在某些情况下,Scrapy spider会返回空的Feed输出

时间:2016-07-18 10:01:44

标签: python scrapy

我已经编写了以下蜘蛛来抓取http://www.funda.nl/上的页面:

import re
import scrapy
from scrapy.spiders import CrawlSpider, Rule
from scrapy.linkextractors import LinkExtractor
from funda.items import FundaItem

class FundaSpider(CrawlSpider):

    name = "funda_spider"
    allowed_domains = ["funda.nl"]

    def __init__(self, place='amsterdam'):
        self.start_urls = ["http://www.funda.nl/koop/%s/p%s/" % (place, page_number) for page_number in range(1,3001)]
        self.base_url = "http://www.funda.nl/koop/%s/" % place
        self.le1 = LinkExtractor(allow=r'%s+(huis|appartement)-\d{8}' % self.base_url)

    def parse(self, response):
        links = self.le1.extract_links(response)
        for link in links:
            if link.url.count('/') == 6 and link.url.endswith('/'):
                item = FundaItem()
                item['url'] = link.url
                if re.search(r'/appartement-',link.url):
                    item['property_type'] = "apartment"
                elif re.search(r'/huis-',link.url):
                    item['property_type'] = "house"
                yield scrapy.Request(link.url, callback=self.parse_dir_contents, meta={'item': item})

    def parse_dir_contents(self, response):
        new_item = response.request.meta['item']
        title = response.xpath('//title/text()').extract()[0]
        postal_code = re.search(r'\d{4} [A-Z]{2}', title).group(0)

__数据内容__.

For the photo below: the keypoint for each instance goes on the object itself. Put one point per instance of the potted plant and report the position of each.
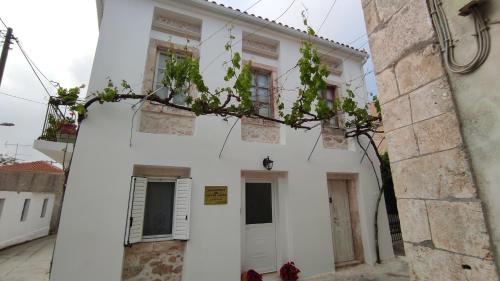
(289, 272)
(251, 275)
--
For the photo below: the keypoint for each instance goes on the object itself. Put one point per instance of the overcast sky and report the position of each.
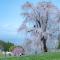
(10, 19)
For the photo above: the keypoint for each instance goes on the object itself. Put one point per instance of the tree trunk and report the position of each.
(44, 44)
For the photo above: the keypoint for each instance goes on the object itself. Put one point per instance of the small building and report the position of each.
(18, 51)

__练习目标__. 请续写这篇关于Scrapy爬虫返回空Feed输出的帖子，从最后一行代码之后接着写。

__回答__.
        address = re.findall(r'te koop: (.*) \d{4}',title)[0]
        price_dd = response.xpath("//dt[contains(.,'Vraagprijs')]/following-sibling::dd[1]/text()").extract()[0]
        price = re.findall(r' \d+.\d+', price_dd)[0].strip()
        year_built_dd = response.xpath("//dt[contains(.,'Bouwjaar')]/following-sibling::dd[1]/text()").extract()[0]
        year_built = re.findall(r'\d+', year_built_dd)[0]
        area_dd = response.xpath("//dt[contains(.,'Woonoppervlakte')]/following-sibling::dd[1]/text()").extract()[0]
        area = re.findall(r'\d+', area_dd)[0]
        rooms_dd = response.xpath("//dt[contains(.,'Aantal kamers')]/following-sibling::dd[1]/text()").extract()[0]
        rooms = re.findall('\d+ kamer',rooms_dd)[0].replace(' kamer','')
        bedrooms = re.findall('\d+ slaapkamer',rooms_dd)[0].replace(' slaapkamer','')

        new_item['postal_code'] = postal_code
        new_item['address'] = address
        new_item['price'] = price
        new_item['year_built'] = year_built
        new_item['area'] = area
        new_item['rooms'] = rooms
        new_item['bedrooms'] = bedrooms
        yield new_item

其中FundaItem定义为

import scrapy
class FundaItem(scrapy.Item):
    # define the fields for your item here like:
    url = scrapy.Field()
    title = scrapy.Field()
    address = scrapy.Field()
    postal_code = scrapy.Field()
    price = scrapy.Field()              # Listing price ("Vraagprijs")
    year_built = scrapy.Field()         # Year built ("Bouwjaar")
    area = scrapy.Field()               # Built area ("Woonoppervlakte")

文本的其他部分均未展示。